AlN薄膜必须具有较高的结晶质量,才能满足以上多方面的应用。目前AlN薄膜器件大都是生长在蓝宝石衬底上。首先,AlN和蓝宝石的存在较大的晶格失陪度,导致外延AlN薄膜过程中形成很高的位错密度,从而降低了AlN的性能;其次,AlN与蓝宝石之间的热失配度较大,当外延层生长结束后,器件从外延生长的高温冷却至室温过程会产生很大的压应力,容易导致薄膜和衬底的龟裂。最后,由于蓝宝石的热导率低(100℃时为25W/m.K),很难将芯片内产生的热量及时排出,导致热量积累,使器件的内量子效率降低,最终影响器件的性能。
因此迫切寻找一种热导率高可以快速地将器件内的热量传递出来的衬底材料。而金属Cu作为外延AlN的衬底材料,具有三大其独特的优势。第一,金属Cu有很高的热导率(398W/m.K),可以将器件内产生的热量及时的传导出,以降低器件的温度,提高器件的性能。第二,金属Cu可以作为生长AlN基垂直结构的器件的衬底材料,可直接在衬底上镀阴极材料,在阳极上镀阳极材料,使得电流几乎全部垂直流过外延层,因而电阻下降,没有电流拥挤,电流分布均匀,电流产生的热量减小,对器件的散热有利。第三,金属Cu衬底材料相对其他衬底,价格更便宜,可以极大地降低器件的制造成本。正因为上述诸多优势,金属Cu衬底现已被尝试用作AlN外延生长的衬底材料。
但是金属Cu衬底化学性质的不稳定,当外延温度高于700℃的时候,外延氮化物会与金属Cu衬底之间发生界面反应,严重影响了外延薄膜生长的质量。III族氮化物外延生长的先驱研究者、著名科学家Akasaki等人就曾尝试应用传统的MOCVD或者MBE技术直接在化学性质多变的衬底材料上外延生长氮化物,结果发现薄膜在高温下外延相当困难。由此看来,要在金属Cu衬底进行AlN薄膜的生长,必须在较低的温度下进行。但如何在Cu衬底实现高质量AlN外延生长以获得高质量的生长在Cu衬底的AlN薄膜仍是一个技术问题。
发明内容
为了克服现有技术的不足,本发明的目的在于提供一种生长在Cu衬底的AlN薄膜及其制备方法和应用,本发明采用的脉冲激光沉积技术生长AlN薄膜,由于脉冲激光照射能为薄膜前驱体提供了较高的动能,可以很大程度地降低AlN薄膜的生长温度;另外由于低温下,外延层与衬底之间的界面反应受到抑制,为在金属Cu衬底上外延生长AlN薄膜提供了重要的保证,从而获得晶体质量好的生长在Cu衬底的AlN薄膜。
为解决上述问题,本发明所采用的技术方案如下:
生长在Cu衬底的AlN薄膜,包括Cu衬底、AlN缓冲层和AlN薄膜,所述AlN缓冲层生长在Cu衬底上,所述AlN薄膜生长在AlN缓冲层上;所述Cu衬底以(111)面偏(100)方向0.5-1°为外延面。

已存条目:
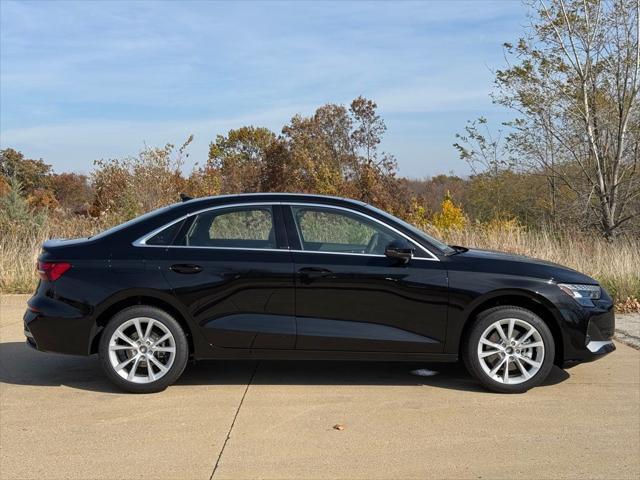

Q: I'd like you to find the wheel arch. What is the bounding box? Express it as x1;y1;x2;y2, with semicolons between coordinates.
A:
89;291;195;355
458;290;564;365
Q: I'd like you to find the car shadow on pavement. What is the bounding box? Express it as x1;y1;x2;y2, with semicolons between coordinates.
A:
0;342;569;393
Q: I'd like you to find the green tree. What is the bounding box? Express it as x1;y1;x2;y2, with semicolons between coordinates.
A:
207;126;277;193
495;0;640;238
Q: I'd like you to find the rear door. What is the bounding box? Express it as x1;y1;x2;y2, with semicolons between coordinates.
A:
285;205;448;353
140;204;296;349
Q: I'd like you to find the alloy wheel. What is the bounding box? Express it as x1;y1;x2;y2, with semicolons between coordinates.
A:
109;317;176;383
477;318;545;385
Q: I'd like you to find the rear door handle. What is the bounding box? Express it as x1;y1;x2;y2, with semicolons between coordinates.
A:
170;263;202;273
298;267;333;279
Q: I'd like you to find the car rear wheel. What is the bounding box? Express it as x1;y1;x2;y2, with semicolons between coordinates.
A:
463;306;555;393
99;305;189;393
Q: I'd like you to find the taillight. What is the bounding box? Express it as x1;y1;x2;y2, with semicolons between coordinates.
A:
38;262;71;282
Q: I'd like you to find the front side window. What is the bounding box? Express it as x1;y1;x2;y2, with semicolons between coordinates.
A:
291;206;402;255
179;207;276;248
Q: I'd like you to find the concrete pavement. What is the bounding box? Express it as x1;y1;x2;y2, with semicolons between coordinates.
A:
0;296;640;479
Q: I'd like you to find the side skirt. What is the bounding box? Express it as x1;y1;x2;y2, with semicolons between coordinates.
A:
194;347;458;362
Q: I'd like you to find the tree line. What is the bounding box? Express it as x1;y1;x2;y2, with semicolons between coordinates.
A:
0;0;640;239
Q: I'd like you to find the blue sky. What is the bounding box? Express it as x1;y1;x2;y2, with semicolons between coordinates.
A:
0;0;526;177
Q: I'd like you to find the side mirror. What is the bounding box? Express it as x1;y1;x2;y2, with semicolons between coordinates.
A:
384;240;415;263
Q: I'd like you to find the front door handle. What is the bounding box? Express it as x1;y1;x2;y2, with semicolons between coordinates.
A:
298;267;333;280
170;263;202;273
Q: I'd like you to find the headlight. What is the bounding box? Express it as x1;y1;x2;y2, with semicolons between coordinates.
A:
558;283;602;307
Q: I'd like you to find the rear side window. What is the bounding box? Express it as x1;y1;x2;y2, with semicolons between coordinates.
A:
145;220;184;245
292;207;400;255
180;207;276;248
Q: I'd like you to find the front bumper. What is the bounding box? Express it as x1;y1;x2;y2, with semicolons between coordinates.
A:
560;296;616;366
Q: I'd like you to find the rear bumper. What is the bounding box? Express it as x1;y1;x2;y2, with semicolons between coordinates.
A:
23;296;94;355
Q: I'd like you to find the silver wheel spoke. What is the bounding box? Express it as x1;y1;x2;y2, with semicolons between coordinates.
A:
515;357;531;380
114;357;136;371
149;355;169;373
151;332;172;348
114;330;138;348
518;327;536;343
133;318;144;340
478;350;500;358
127;355;142;380
518;355;542;368
109;345;135;351
502;357;511;383
507;318;516;340
147;362;156;382
491;357;507;376
494;322;507;342
143;318;155;340
153;347;176;353
480;338;502;349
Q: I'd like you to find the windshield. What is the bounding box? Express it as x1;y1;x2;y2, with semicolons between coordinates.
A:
367;205;456;255
89;203;176;240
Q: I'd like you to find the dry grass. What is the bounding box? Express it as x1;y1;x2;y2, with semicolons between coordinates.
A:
0;218;640;310
445;227;640;311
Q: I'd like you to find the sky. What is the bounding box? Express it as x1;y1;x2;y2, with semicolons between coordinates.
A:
0;0;527;178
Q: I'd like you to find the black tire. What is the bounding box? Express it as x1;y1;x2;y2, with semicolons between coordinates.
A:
462;306;555;393
99;305;189;393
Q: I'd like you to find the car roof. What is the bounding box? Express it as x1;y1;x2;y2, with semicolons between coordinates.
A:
183;192;367;207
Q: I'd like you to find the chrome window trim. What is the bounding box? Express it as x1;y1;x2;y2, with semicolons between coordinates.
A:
132;202;440;262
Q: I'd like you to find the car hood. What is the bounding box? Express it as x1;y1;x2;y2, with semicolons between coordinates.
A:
453;249;598;284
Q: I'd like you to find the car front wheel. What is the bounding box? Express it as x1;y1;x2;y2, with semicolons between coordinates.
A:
463;306;555;393
99;305;189;393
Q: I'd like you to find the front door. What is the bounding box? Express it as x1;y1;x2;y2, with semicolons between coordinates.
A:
285;205;448;353
146;205;296;349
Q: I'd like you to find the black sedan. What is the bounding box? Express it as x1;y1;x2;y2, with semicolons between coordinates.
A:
24;194;615;393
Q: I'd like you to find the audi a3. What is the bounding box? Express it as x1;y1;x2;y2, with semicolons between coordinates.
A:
24;194;615;393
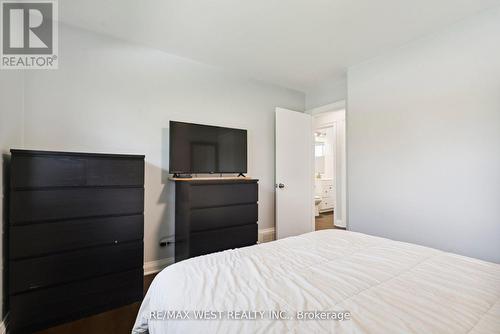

## [任务要求]
1. 根据原始文档回答下列问题:
(a) 蓝宝石在100℃时的热导率是多少?
(b) 金属Cu的热导率是多少?
(c) 外延温度高于多少时,外延氮化物会与金属Cu衬底发生界面反应?
2. 请把原始文档中以“因此迫切寻找”开头的段落改写成条目清单,并保留其主要事实。

## [完整解答]
1.
(a) 25W/m.K
(b) 398W/m.K
(c) 700℃

2.
- 需要一种热导率高、能快速导出器件内热量的衬底材料。
- 金属Cu作为外延AlN的衬底有三大优势:
  1. 热导率高(398W/m.K),能及时导出器件内的热量,降低器件温度,提高器件性能。
  2. 可用作AlN基垂直结构器件的衬底,可直接在衬底上镀阴极材料,在阳极上镀阳极材料。这样电流几乎全部垂直流过外延层,电阻下降,没有电流拥挤,电流分布均匀,产生的热量减少,有利于散热。
  3. 价格比其他衬底便宜,可大幅降低器件制造成本。
- 由于这些优势,金属Cu衬底已被尝试用作AlN外延生长的衬底材料。